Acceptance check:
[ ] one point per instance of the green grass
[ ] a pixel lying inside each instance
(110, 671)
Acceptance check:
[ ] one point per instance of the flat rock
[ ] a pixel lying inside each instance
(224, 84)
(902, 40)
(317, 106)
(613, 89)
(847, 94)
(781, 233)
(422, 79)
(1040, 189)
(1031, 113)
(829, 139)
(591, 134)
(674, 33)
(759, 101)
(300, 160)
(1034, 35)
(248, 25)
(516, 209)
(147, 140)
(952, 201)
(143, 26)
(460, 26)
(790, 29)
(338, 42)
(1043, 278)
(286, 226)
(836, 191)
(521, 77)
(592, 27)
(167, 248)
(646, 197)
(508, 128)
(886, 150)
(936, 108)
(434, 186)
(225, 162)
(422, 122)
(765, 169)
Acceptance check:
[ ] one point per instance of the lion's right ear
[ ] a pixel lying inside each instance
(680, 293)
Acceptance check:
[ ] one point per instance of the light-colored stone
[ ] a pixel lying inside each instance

Exercise instructions: Rewrite every line of the entries above as a JSON list of strings, one string per line and no strings for blank lines.

Response for this exercise:
[
  "Acceptance check:",
  "[ ] one point per instance of the green grass",
  "[ ] a pixel lying inside each instance",
  "(110, 671)",
  "Acceptance check:",
  "[ ] one point per instance of the flat rock",
  "[ ] a pixel lying inside each instance",
  "(224, 84)",
  "(902, 40)",
  "(317, 106)",
  "(613, 89)",
  "(847, 94)",
  "(781, 233)",
  "(422, 79)",
  "(1040, 189)",
  "(1031, 113)",
  "(829, 139)",
  "(591, 134)",
  "(674, 33)",
  "(759, 101)",
  "(300, 160)",
  "(1034, 35)",
  "(248, 25)",
  "(516, 209)",
  "(147, 140)",
  "(952, 201)",
  "(143, 26)",
  "(460, 26)",
  "(790, 29)",
  "(338, 42)",
  "(1043, 278)",
  "(286, 226)",
  "(836, 191)",
  "(521, 77)",
  "(592, 27)",
  "(167, 248)",
  "(646, 197)",
  "(508, 128)",
  "(886, 150)",
  "(936, 108)",
  "(434, 186)",
  "(225, 162)",
  "(422, 122)",
  "(765, 169)",
  "Acceptance check:",
  "[ ] one point per instance of the lion's right ear",
  "[ ] a pixel lying inside each instance",
  "(680, 293)",
  "Acceptance check:",
  "[ ] one point per instance of the light-colored stone",
  "[ ] a pixel lying inside each instance"
]